▶ [Extract provided]:
] HipMojo.com » Why Facebook’s VCs will Fund Facebook App Developers

Less than 48 hours ago, I laughed-out-loud when I read that Bay Partners would be setting up a separate fund to invest in Facebook Application Developments (which incidentally spells fad, but that’s really just a coincidence).  Don’t get me wrong, I am extremely bullish on Facebook (Facebook 100M users, a matter of when, not if) and if I were a part of the company I could envision a dozen ways to create an Ad Sense-esque revenue stream… but the fact remains, Facebook Apps is no brass ring for third parties.  I’ve written on this here: Facebook OS: Be careful what you ask for.

In fact, by now it’s quite obvious that this is Facebook’s way to not only drum up excitement amongst developers but mainly a way to try to find that diamond in the rough product or application that it can then either develop itself, partner up with or outright acquire in the hopes of it becoming what Ad Sense was to Google: a $10B annual revenue stream within 4 years of launch.

(Boundary labeling rows)
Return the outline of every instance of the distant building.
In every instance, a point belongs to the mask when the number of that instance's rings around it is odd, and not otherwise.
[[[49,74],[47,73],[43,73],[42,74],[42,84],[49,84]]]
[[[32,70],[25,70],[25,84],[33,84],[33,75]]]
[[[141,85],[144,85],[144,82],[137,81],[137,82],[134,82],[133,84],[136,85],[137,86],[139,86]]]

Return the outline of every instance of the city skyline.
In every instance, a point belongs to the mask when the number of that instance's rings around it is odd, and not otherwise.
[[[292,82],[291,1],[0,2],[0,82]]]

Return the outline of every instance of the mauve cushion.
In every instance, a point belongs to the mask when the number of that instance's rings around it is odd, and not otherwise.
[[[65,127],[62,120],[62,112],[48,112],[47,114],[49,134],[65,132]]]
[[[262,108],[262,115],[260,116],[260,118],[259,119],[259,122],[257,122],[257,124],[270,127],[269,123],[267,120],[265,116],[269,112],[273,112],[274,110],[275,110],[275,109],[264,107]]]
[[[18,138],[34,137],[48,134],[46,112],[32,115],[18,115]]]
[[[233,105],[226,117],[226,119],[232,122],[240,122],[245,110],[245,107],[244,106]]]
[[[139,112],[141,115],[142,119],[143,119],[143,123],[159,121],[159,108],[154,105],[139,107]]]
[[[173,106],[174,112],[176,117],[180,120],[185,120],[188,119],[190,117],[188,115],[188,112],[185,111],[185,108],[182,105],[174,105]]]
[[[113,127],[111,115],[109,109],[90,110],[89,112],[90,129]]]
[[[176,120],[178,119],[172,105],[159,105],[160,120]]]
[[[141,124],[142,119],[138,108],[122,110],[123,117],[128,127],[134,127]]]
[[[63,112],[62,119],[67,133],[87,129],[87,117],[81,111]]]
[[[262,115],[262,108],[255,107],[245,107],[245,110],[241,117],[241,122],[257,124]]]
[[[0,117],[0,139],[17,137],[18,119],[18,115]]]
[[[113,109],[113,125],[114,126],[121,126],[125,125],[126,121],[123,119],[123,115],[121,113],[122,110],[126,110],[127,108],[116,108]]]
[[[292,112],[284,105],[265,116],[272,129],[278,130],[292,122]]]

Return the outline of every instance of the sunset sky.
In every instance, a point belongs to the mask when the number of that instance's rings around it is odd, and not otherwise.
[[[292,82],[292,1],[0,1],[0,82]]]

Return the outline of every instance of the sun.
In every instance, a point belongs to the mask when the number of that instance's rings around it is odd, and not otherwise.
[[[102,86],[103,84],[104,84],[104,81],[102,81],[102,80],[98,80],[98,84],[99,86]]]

▶ [What the task requires]: Decide whether each statement below agrees with the blog post on Facebook app developers above, answering yes or no and quoting the exact words of the post that settle it. 1. The writer laughed on reading that Bay Partners would set up a separate fund for Facebook application developers. 2. The writer is pessimistic about Facebook as a company. 3. The post describes Ad Sense as a $10B annual revenue stream for Google within 4 years of launch.

▶ [Solution to this task]:
1. Yes: "I laughed-out-loud when I read that Bay Partners would be setting up a separate fund to invest in Facebook Application Developments"
2. No: "I am extremely bullish on Facebook"
3. Yes: "what Ad Sense was to Google: a $10B annual revenue stream within 4 years of launch"